** Check your understanding **
1. In the patent on printed electrocardiogram leads, rewrite the stretch from "BACKGROUND OF THE" through "printing manufacturing techniques." with "lead elements" changed to "lead assemblies".
2. Carry on the patent on printed electrocardiogram leads from the end of its last sentence.

** Extract **
——————
Patent Publication Number: US-2021186403-A1

Title: Printed Electrocardiogram Leads for Medical Applications

Description:
RELATED APPLICATIONS 
     The present application claims the benefit of U.S. Provisional Application No. 62/953,131, filed Dec. 23, 2019. 
    
    
     BACKGROUND OF THE INVENTION 
     1. Field of the Invention 
     In general, the present invention relates to the structure of electrocardiogram lead elements that interconnect a patient to medical analysis equipment. The present invention also relates to methods of forming electrocardiogram lead elements using printing manufacturing techniques.
——————
** Data listing **
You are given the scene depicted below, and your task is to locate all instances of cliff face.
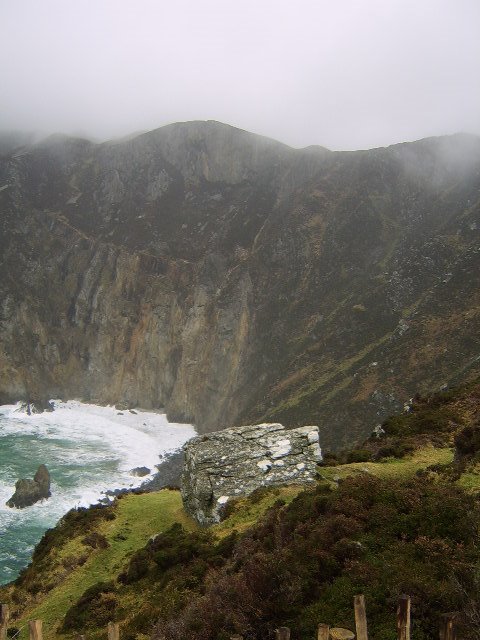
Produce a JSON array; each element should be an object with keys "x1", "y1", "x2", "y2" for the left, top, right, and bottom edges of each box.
[{"x1": 0, "y1": 122, "x2": 480, "y2": 447}]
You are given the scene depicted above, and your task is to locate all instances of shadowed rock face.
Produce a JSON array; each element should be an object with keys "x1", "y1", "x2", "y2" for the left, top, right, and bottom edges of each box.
[
  {"x1": 181, "y1": 424, "x2": 322, "y2": 526},
  {"x1": 7, "y1": 464, "x2": 51, "y2": 509},
  {"x1": 0, "y1": 122, "x2": 480, "y2": 448}
]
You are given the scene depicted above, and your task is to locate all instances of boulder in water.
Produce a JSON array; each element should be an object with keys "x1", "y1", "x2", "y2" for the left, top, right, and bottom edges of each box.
[{"x1": 7, "y1": 464, "x2": 51, "y2": 509}]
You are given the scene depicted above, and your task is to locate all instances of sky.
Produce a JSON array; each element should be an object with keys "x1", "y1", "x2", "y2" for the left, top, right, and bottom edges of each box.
[{"x1": 0, "y1": 0, "x2": 480, "y2": 149}]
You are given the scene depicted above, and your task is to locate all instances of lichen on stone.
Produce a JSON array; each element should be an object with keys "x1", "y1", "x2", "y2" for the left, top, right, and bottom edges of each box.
[{"x1": 182, "y1": 423, "x2": 322, "y2": 526}]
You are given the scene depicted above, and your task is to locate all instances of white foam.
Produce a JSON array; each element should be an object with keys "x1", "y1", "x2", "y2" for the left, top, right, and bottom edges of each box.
[{"x1": 0, "y1": 400, "x2": 195, "y2": 529}]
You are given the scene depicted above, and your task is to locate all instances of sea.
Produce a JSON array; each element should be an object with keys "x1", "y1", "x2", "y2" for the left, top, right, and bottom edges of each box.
[{"x1": 0, "y1": 400, "x2": 196, "y2": 584}]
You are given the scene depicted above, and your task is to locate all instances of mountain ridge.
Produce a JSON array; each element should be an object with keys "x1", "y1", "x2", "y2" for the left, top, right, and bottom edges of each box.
[{"x1": 0, "y1": 122, "x2": 480, "y2": 447}]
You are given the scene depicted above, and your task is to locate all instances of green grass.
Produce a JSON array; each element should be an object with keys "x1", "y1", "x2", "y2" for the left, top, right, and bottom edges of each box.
[
  {"x1": 211, "y1": 484, "x2": 305, "y2": 538},
  {"x1": 320, "y1": 446, "x2": 454, "y2": 484},
  {"x1": 15, "y1": 490, "x2": 196, "y2": 640}
]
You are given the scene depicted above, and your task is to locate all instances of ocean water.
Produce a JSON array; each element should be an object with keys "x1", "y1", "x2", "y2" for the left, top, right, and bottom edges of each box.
[{"x1": 0, "y1": 400, "x2": 195, "y2": 584}]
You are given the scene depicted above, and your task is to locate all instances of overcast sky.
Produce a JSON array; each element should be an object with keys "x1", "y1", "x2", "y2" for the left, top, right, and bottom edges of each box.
[{"x1": 0, "y1": 0, "x2": 480, "y2": 149}]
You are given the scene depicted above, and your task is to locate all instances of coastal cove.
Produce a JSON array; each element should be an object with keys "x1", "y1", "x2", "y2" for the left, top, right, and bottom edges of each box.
[{"x1": 0, "y1": 400, "x2": 195, "y2": 584}]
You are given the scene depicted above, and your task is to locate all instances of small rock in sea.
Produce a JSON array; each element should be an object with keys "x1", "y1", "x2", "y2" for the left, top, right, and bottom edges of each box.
[
  {"x1": 7, "y1": 464, "x2": 52, "y2": 509},
  {"x1": 130, "y1": 467, "x2": 152, "y2": 478}
]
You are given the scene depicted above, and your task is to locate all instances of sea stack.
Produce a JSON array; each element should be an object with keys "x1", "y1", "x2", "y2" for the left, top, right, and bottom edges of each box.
[{"x1": 7, "y1": 464, "x2": 51, "y2": 509}]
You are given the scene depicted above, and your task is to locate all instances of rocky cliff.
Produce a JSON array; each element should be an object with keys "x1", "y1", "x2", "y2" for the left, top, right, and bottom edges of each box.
[
  {"x1": 0, "y1": 122, "x2": 480, "y2": 447},
  {"x1": 181, "y1": 424, "x2": 322, "y2": 525}
]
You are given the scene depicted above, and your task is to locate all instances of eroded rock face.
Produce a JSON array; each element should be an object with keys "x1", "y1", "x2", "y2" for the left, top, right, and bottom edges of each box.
[
  {"x1": 181, "y1": 423, "x2": 322, "y2": 525},
  {"x1": 0, "y1": 122, "x2": 480, "y2": 449},
  {"x1": 7, "y1": 464, "x2": 51, "y2": 509}
]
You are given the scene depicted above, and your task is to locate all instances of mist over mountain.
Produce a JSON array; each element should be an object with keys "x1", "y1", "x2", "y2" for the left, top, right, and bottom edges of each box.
[{"x1": 0, "y1": 121, "x2": 480, "y2": 447}]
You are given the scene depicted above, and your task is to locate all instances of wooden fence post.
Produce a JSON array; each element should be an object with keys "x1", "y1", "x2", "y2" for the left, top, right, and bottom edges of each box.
[
  {"x1": 330, "y1": 627, "x2": 355, "y2": 640},
  {"x1": 397, "y1": 595, "x2": 410, "y2": 640},
  {"x1": 0, "y1": 604, "x2": 10, "y2": 640},
  {"x1": 440, "y1": 613, "x2": 457, "y2": 640},
  {"x1": 317, "y1": 624, "x2": 330, "y2": 640},
  {"x1": 353, "y1": 595, "x2": 368, "y2": 640},
  {"x1": 275, "y1": 627, "x2": 290, "y2": 640},
  {"x1": 28, "y1": 620, "x2": 42, "y2": 640},
  {"x1": 108, "y1": 622, "x2": 120, "y2": 640}
]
——————
** Answers in order **
1.
BACKGROUND OF THE INVENTION 
     1. Field of the Invention 
     In general, the present invention relates to the structure of electrocardiogram lead assemblies that interconnect a patient to medical analysis equipment. The present invention also relates to methods of forming electrocardiogram lead assemblies using printing manufacturing techniques.

2.
     2. Prior Art Description 
     Many medical testing and monitoring systems require that various probes and sensors be attached to the body of a patient. For example, to perform an electrocardiogram, multiple sensors are attached to the torso and limbs. A common type of electrocardiogram (ECG) is the 10-lead ECG. The 10-lead ECG gives a tracing of the heart from multiple directions using a series of ten electrodes. Each of the ten electrodes picks up electrical activity from a different position on the heart muscle. This allows an experienced interpreter to see the heart from many different angles. The actual electrocardiogram is a graphic record of the direction and magnitude of the electrical activity generated by the depolarization and repolarization of the atria and ventricles of the heart. This electrical activity is readily detected by the ten electrodes attached to the skin. 
     An ECG utilizes electrodes of opposite polarity (one positive and one negative) or one positive surface electrode and a reference point. Two electrodes of opposite polarity are called a bipolar leads. A lead composed of a single positive electrode and a reference point is a unipolar lead. A ten-lead ECG consists of various bipolar limb leads, unipolar limb leads, and unipolar chest leads, which are also called precordial or V leads.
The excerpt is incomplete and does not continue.